WHAT TO PRODUCE: Pictures aside, repeat every entry exactly.
--- START OF ENTRIES SHOWN ---
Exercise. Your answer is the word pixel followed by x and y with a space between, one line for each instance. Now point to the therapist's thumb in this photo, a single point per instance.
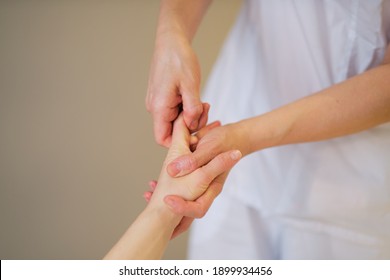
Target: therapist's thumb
pixel 186 164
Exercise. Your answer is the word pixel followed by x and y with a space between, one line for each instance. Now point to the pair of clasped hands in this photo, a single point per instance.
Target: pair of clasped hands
pixel 199 156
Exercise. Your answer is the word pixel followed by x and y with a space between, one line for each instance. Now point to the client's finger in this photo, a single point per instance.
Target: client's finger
pixel 204 117
pixel 183 226
pixel 218 165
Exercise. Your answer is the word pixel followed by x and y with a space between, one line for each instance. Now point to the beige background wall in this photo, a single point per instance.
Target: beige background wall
pixel 76 144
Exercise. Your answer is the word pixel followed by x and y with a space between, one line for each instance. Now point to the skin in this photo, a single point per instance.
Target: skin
pixel 174 79
pixel 149 234
pixel 357 104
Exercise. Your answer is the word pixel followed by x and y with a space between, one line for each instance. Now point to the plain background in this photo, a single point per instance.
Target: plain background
pixel 76 142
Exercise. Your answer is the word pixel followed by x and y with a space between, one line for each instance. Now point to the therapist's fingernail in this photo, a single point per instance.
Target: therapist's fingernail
pixel 235 155
pixel 175 168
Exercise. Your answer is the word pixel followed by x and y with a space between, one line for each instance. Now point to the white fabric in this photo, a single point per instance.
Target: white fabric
pixel 277 52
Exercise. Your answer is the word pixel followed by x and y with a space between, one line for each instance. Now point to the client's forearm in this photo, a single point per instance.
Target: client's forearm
pixel 148 236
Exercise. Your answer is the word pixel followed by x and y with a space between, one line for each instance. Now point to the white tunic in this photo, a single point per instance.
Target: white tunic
pixel 277 52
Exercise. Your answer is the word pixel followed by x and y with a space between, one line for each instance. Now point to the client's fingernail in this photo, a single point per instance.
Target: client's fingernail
pixel 235 155
pixel 194 125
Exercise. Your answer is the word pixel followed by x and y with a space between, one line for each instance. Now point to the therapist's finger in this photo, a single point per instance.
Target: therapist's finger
pixel 218 165
pixel 180 134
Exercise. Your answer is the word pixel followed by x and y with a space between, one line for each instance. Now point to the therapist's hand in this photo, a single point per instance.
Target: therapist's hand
pixel 202 181
pixel 174 82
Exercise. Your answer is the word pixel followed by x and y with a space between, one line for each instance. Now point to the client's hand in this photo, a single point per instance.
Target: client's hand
pixel 209 177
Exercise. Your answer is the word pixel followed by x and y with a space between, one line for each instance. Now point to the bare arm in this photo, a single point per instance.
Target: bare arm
pixel 150 233
pixel 355 105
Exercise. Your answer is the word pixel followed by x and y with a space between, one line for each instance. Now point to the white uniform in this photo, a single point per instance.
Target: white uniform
--- END OF ENTRIES SHOWN ---
TASK ANSWER:
Exercise. Your answer is the word pixel followed by x and y with a space between, one line for each instance. Now point to the therapist's thumb in this photo, a single point per instance.
Target: therapist's thumb
pixel 186 164
Exercise. Your answer is the word pixel followed by x and y with a space between, one line for each instance. Now point to the pair of clasped hands in this photo, a single point per instance.
Target: pair of clasped hands
pixel 199 156
Exercise. Your answer is the word pixel followed by x and y with a space between, one line for each instance. Now point to the client's finger in this photo, a single point per instance.
Target: client's finger
pixel 204 117
pixel 183 226
pixel 218 165
Exercise. Your answer is the word pixel followed by x and y with a space between, one line for each instance. Now point to the beige background wall in this photo, a single point per instance.
Target: beige background wall
pixel 76 144
Exercise. Your answer is the word pixel followed by x and y with a space between, one line for each instance. Now point to the skin in this photo, a single point per instance.
Target: skin
pixel 174 79
pixel 149 234
pixel 357 104
Exercise. Your answer is the word pixel followed by x and y with a space between, one line for each instance. Now point to the plain background in this photo, a single point per instance.
Target: plain background
pixel 76 142
Exercise. Your answer is the word pixel followed by x and y with a space between, one line for each instance. Now point to the therapist's fingernail in this photo, a single point per instance.
Target: therapist's fingernail
pixel 235 155
pixel 175 168
Exercise. Your answer is the word pixel followed by x and y with a space between, one line for each instance. Now point to the white fabric in this photo, a single point per instance.
Target: white fabric
pixel 277 52
Exercise. Your answer is the word pixel followed by x and y with a space between, one line for each instance. Now point to the client's forearm in this photo, a single point per instance.
Target: client's forearm
pixel 148 236
Exercise. Your answer is the word pixel followed by x and y with a space between, one line for each instance. Now point to the white tunic in this photo, a single point per instance.
Target: white tunic
pixel 277 52
Exercise. Your answer is the word pixel followed by x and y with a space between, one line for each instance. Now point to the client's fingernail in this photo, a single point per instance.
Target: client's fingernail
pixel 235 155
pixel 194 125
Exercise. Your answer is the word pixel followed by x and y with a space between, one line for each instance. Now point to the therapist's finger in this photo, a single point per instance.
Target: therapist's finger
pixel 218 165
pixel 180 134
Exercise. Your answer is the word pixel followed by x and y with a space between, one line for each instance. Now point to the therapist's hand in this photo, a single point per instance.
Target: therapist's hand
pixel 202 181
pixel 174 82
Exercise. Your answer is the word pixel followed by x and y with a space between, one line for each instance. Now point to the client's hand in this photo, a single point per instance.
Target: client's hand
pixel 209 177
Exercise. Your answer is the word pixel followed by x and y with a space between, one line for each instance. Now point to the bare arm in this photo, a single point per instance.
Target: bare arm
pixel 150 233
pixel 355 105
Exercise. Your answer is the word pixel followed by x and y with a space between, one line for each instance. Now point to the white uniform in this photo, a single point per instance.
Target: white uniform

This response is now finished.